Datensätze zur Standortbestimmung
━━━━━━━━━━━━━━━━━━━━

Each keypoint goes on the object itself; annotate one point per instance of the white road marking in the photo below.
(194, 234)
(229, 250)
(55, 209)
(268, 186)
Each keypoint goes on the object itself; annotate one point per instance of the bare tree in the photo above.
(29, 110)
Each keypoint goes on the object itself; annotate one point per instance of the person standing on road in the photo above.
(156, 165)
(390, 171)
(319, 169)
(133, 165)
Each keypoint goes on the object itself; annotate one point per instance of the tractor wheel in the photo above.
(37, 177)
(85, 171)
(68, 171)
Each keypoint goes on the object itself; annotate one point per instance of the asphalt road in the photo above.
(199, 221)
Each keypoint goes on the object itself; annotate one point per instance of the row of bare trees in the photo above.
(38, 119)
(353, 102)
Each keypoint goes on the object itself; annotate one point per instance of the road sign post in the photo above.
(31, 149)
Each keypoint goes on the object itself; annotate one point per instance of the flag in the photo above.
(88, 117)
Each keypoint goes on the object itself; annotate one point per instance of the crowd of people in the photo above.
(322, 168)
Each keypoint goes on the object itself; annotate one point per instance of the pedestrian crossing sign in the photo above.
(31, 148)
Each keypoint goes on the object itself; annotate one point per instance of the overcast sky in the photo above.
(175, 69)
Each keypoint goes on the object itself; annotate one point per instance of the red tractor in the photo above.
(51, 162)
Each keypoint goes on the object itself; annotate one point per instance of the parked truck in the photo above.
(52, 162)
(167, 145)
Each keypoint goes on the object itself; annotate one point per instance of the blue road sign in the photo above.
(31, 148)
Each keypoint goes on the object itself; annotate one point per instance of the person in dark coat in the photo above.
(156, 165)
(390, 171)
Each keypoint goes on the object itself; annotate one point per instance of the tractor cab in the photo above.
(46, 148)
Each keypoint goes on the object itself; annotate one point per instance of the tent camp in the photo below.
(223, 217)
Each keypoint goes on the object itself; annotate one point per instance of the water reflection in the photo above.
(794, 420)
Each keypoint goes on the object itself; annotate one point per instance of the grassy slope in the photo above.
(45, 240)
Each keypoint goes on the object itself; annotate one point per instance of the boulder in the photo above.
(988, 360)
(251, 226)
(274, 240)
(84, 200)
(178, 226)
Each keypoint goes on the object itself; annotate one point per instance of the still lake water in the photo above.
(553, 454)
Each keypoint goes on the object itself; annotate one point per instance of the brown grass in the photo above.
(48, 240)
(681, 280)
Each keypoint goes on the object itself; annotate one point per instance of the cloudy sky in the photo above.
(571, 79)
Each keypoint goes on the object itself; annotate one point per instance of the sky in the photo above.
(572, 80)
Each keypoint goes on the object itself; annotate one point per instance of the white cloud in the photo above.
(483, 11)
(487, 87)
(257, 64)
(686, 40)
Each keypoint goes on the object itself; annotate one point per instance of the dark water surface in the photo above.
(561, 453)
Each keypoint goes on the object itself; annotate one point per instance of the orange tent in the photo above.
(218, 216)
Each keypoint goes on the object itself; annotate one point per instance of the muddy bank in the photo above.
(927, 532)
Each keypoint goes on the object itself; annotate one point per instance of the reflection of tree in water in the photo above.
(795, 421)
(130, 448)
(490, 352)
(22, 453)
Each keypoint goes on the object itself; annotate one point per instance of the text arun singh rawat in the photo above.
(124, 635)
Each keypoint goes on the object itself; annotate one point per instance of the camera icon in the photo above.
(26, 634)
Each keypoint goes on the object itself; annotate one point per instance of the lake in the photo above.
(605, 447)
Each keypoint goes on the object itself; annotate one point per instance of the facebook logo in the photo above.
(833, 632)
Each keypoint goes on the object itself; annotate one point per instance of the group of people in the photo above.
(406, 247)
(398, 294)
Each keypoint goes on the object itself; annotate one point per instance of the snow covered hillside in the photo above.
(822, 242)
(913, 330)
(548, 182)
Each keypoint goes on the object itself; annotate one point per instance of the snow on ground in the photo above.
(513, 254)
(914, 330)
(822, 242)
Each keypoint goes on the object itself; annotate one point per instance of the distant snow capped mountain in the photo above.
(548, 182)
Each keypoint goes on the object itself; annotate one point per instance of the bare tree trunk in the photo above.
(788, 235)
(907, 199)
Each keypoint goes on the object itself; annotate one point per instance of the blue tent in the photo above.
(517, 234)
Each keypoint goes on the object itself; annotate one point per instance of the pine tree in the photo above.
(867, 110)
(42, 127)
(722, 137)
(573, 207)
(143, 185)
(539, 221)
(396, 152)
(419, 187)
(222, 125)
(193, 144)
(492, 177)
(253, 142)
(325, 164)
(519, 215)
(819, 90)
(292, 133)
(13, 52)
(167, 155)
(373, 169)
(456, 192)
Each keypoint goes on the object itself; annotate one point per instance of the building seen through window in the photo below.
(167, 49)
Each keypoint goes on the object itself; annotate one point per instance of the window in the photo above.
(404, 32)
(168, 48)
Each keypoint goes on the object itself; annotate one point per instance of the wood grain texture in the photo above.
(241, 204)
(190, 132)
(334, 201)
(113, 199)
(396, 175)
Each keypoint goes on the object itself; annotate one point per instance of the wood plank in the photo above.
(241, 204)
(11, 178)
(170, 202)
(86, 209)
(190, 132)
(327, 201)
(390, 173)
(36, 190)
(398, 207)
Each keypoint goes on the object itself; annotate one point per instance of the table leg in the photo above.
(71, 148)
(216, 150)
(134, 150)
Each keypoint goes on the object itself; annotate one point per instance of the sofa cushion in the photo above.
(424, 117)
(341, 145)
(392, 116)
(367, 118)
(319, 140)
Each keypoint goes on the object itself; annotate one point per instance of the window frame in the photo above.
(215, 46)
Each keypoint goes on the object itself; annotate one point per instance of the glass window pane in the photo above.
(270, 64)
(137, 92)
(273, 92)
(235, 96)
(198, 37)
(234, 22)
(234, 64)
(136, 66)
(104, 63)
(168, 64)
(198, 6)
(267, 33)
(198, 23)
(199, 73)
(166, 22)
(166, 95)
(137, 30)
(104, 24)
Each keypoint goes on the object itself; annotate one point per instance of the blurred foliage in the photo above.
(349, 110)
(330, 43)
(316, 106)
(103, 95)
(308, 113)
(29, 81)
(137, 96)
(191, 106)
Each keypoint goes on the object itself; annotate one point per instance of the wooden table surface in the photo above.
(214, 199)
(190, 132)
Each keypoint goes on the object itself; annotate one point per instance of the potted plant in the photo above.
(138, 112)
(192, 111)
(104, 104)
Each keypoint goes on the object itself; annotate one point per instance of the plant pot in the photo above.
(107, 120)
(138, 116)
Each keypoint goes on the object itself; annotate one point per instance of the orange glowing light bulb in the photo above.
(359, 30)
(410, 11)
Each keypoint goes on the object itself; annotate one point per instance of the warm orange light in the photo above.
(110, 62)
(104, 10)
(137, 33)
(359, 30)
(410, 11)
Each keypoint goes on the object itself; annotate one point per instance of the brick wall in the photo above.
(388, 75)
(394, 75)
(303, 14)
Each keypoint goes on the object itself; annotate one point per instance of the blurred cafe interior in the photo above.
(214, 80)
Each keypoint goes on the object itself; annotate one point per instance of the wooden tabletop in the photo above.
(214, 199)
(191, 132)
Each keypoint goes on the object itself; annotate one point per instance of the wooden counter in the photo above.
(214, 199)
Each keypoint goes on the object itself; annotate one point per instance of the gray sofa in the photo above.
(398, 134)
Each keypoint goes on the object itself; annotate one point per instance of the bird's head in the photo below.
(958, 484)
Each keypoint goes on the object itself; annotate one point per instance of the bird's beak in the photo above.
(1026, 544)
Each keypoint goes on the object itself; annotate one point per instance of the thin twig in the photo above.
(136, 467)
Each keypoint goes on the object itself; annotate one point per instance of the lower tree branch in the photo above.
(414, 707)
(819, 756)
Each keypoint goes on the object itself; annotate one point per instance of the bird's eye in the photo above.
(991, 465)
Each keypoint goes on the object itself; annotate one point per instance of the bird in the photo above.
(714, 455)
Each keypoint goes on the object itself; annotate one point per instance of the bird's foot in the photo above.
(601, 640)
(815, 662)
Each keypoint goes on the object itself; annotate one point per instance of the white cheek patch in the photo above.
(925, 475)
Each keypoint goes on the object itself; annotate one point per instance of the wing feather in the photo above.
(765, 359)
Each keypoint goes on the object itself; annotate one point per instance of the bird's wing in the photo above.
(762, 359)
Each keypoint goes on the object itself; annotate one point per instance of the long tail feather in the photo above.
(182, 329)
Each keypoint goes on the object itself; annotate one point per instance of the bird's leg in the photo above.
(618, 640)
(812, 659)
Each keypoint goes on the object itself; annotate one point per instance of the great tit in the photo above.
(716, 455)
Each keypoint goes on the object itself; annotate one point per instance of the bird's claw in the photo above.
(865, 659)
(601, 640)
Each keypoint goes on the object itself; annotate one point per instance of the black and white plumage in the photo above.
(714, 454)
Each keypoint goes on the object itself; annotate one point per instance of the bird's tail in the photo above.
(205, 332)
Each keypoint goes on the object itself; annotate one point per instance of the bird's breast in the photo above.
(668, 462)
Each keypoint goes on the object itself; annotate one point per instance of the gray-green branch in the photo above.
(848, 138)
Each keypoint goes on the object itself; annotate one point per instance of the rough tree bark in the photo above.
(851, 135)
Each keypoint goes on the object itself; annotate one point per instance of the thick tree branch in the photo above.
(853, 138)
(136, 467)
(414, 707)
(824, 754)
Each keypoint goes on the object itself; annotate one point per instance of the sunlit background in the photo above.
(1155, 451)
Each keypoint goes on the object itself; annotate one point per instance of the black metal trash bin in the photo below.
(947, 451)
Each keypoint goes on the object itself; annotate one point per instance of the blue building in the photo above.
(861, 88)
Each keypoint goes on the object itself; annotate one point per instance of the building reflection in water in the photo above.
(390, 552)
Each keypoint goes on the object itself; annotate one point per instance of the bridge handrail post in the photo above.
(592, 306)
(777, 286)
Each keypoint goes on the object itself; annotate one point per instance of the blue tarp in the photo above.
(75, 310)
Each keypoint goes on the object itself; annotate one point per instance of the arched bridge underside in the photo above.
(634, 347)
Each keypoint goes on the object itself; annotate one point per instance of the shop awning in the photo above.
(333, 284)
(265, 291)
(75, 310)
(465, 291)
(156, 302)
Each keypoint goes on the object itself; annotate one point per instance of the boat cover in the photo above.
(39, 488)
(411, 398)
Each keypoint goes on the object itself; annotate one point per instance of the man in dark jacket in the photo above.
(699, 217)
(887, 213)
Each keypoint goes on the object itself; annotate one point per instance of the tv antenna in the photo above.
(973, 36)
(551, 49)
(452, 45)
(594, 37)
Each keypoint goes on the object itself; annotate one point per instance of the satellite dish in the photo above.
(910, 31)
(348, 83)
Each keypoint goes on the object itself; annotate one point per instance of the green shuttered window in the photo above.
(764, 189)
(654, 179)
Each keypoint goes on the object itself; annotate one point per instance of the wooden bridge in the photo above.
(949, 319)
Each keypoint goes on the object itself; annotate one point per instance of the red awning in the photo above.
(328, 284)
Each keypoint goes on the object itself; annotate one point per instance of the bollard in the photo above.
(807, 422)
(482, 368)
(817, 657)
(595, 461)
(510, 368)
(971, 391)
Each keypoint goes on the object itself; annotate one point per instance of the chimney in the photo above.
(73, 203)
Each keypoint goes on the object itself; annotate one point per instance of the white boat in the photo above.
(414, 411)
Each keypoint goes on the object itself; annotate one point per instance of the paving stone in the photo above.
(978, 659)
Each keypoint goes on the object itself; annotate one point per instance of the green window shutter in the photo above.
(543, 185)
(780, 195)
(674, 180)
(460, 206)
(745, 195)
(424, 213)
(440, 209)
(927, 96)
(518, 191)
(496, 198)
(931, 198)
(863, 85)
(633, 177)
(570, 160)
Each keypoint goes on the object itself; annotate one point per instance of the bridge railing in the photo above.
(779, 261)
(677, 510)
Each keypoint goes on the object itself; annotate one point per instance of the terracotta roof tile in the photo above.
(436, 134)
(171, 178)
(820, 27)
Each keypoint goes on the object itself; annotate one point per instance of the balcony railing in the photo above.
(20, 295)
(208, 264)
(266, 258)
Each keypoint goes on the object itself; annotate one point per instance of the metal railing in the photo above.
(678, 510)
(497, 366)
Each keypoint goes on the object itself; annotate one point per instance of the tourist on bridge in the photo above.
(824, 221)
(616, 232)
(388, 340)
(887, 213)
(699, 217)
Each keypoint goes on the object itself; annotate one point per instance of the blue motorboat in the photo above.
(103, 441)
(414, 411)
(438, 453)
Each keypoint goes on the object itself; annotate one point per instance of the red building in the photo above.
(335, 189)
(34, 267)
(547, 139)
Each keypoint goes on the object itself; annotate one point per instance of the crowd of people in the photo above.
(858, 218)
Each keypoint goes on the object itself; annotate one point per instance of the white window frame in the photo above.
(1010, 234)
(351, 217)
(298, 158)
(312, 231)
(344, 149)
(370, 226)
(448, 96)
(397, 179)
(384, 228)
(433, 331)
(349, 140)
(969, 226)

━━━━━━━━━━━━━━━━━━━━

### ZU ERLEDIGENDE ARBEIT
Gib die Zeilen der Datensätze ab der Zeile mit "balcony railing in the photo above." bis zum Ende der Datensätze unverändert aus, wobei beide Enden eingeschlossen sind.

### LÖSUNG ZUR AUFGABE
Each keypoint goes on the object itself; annotate one point per instance of the balcony railing in the photo above.
(20, 295)
(208, 264)
(266, 258)
Each keypoint goes on the object itself; annotate one point per instance of the metal railing in the photo above.
(678, 510)
(497, 366)
Each keypoint goes on the object itself; annotate one point per instance of the tourist on bridge in the photo above.
(824, 221)
(616, 232)
(388, 340)
(887, 213)
(699, 217)
Each keypoint goes on the object itself; annotate one point per instance of the blue motorboat in the photo above.
(103, 441)
(414, 411)
(438, 453)
Each keypoint goes on the object itself; annotate one point per instance of the red building in the photo above.
(335, 189)
(34, 267)
(547, 139)
Each keypoint goes on the object itself; annotate one point per instance of the crowd of people in the photo above.
(858, 218)
Each keypoint goes on the object itself; annotate one point per instance of the white window frame in the photo above.
(1010, 234)
(351, 217)
(298, 158)
(312, 231)
(344, 149)
(370, 226)
(448, 96)
(397, 179)
(384, 228)
(433, 331)
(349, 140)
(969, 226)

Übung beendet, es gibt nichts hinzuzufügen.